Moms Be Trippin, So Don’t Order the Chicken

As I mentioned here 2014 will be the year of bloggers, for bloggers. Influenced by this, and dedicated to Lexicon Ninja, please enjoy the following. 

I’ve followed this Ninja for almost two years now. On a regular basis he’s offered up the funny, sometimes at a most necessary time. The first post I read was this one about traffic in Seattle. I’m pretty sure I snort laughed the first time I read it, and I offered another hearty giggle while reminiscing this time around. I’ve visited Seattle several times and know exactly what he’s talking about. I’m not sure what kind of traffic he gets on his site, but I think we need to bring some more people to it. That’s the kind of traffic I don’t mind, and he deserves it.

The skyline of Seattle, Washington at dusk. In...
The skyline of Seattle, Washington at dusk. Interstate 5 is the freeway that cuts through downtown and Puget Sound is visible to the left. (Photo credit: Wikipedia)

Okay, back to the Moms

About once every month or two I would meet my mom for breakfast. It was great for her because we got to sit and catch up. It was great for me because, hey, free breakfast! (Just kidding mom) We would usually meet at one of two diners. On this particular day we decided to meet at the one downtown. We were also graced with the presence of Grandma J.

Given instruction A
According to the blog post, how often did the writer meet their mom for breakfast?

Material provided
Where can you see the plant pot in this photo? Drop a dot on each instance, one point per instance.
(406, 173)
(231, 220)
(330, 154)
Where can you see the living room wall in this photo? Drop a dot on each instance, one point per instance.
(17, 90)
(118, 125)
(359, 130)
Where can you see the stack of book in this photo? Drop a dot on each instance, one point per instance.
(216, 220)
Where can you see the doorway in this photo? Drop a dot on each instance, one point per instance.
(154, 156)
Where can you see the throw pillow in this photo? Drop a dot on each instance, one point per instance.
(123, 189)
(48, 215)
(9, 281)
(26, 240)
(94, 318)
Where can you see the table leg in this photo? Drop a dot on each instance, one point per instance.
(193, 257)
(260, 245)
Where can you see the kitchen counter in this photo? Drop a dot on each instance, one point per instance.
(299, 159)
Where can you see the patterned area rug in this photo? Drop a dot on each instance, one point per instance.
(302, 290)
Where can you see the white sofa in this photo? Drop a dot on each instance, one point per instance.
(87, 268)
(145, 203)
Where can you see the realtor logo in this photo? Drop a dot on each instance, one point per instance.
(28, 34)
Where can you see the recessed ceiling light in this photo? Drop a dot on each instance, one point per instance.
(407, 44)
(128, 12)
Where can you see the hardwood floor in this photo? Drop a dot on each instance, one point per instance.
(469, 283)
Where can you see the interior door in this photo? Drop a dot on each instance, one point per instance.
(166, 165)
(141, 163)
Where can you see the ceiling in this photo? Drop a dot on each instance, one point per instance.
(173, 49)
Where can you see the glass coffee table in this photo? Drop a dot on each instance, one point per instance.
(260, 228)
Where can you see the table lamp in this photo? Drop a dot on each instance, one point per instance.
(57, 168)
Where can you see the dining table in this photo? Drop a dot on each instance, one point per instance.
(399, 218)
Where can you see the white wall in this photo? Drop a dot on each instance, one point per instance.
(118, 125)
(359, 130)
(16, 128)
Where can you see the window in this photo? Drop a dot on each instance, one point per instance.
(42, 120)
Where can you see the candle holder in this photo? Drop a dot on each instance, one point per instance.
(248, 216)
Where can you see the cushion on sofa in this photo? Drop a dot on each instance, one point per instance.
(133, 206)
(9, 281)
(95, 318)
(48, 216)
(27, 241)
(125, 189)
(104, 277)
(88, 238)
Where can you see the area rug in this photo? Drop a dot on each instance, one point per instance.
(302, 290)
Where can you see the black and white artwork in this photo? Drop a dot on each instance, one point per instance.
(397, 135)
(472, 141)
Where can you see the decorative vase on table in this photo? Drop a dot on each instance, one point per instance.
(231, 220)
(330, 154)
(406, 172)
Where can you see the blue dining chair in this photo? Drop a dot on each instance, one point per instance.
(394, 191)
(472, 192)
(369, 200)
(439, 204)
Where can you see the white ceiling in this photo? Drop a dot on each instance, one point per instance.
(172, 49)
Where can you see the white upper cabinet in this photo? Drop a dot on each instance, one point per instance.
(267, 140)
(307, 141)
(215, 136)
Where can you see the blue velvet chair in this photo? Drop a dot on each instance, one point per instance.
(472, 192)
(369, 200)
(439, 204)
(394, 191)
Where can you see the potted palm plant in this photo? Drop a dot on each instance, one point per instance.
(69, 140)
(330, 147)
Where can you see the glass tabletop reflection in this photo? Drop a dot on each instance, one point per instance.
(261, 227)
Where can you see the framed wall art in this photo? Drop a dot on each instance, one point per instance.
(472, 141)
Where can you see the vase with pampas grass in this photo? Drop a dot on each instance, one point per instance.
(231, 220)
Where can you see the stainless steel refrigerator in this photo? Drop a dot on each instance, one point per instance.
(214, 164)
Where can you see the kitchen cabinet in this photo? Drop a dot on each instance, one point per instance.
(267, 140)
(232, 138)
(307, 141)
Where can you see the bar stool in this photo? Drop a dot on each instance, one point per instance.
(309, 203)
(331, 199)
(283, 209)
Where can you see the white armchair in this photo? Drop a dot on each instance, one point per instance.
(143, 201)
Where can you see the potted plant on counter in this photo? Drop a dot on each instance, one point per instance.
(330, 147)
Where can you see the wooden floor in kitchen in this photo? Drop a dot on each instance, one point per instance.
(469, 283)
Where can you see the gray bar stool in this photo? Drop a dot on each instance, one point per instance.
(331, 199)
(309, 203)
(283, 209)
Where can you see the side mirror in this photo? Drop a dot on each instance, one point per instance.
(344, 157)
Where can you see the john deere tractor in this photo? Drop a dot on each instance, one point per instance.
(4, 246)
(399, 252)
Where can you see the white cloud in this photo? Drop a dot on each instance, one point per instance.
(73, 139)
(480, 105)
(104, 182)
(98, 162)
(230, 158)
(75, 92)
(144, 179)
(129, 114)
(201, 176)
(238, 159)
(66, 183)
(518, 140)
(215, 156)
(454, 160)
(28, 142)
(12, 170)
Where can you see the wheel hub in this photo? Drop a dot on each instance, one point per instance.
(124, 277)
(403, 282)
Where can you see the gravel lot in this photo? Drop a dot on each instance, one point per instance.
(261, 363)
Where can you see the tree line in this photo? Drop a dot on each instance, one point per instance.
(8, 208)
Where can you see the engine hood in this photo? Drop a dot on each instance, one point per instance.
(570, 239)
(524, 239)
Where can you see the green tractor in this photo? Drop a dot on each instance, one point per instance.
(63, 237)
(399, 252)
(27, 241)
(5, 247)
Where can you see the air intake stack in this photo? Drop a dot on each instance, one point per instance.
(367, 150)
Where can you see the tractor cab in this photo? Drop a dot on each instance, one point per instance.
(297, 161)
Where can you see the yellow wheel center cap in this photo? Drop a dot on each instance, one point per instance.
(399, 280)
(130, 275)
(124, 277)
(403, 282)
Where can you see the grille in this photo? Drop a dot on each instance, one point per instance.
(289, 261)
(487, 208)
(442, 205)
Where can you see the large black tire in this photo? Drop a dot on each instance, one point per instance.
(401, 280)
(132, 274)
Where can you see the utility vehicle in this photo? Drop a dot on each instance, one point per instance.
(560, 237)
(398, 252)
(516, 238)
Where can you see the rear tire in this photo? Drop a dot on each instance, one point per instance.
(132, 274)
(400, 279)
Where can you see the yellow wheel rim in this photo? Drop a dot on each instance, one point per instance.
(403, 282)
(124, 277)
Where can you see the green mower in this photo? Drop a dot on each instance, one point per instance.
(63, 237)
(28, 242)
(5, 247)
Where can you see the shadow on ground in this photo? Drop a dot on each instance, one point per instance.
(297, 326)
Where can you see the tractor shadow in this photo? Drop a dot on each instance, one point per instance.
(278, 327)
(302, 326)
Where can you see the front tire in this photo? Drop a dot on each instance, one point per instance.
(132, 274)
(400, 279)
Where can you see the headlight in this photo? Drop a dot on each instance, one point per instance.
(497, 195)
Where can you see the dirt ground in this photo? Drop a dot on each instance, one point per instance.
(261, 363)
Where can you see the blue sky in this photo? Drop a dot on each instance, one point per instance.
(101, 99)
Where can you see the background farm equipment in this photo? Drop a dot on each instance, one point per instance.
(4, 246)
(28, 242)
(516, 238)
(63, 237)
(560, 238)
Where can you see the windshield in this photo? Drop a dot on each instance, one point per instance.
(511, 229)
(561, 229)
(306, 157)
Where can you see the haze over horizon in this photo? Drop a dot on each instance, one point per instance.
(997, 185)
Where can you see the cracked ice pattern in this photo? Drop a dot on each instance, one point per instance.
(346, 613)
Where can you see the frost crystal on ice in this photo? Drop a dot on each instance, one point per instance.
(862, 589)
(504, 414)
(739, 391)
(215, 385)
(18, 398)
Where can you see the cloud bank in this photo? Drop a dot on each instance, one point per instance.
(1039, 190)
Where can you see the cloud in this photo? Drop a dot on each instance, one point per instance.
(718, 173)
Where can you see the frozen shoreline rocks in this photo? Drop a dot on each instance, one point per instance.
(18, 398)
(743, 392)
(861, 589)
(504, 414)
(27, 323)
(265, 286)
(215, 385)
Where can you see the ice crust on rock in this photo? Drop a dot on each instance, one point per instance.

Given instruction B
List every row that contains the word "stool", treating uppercase and lowercase letters as different.

Exercise answer A
About once every month or two.

Exercise answer B
Where can you see the bar stool in this photo? Drop a dot on each instance, one point per instance.
Where can you see the gray bar stool in this photo? Drop a dot on each instance, one point per instance.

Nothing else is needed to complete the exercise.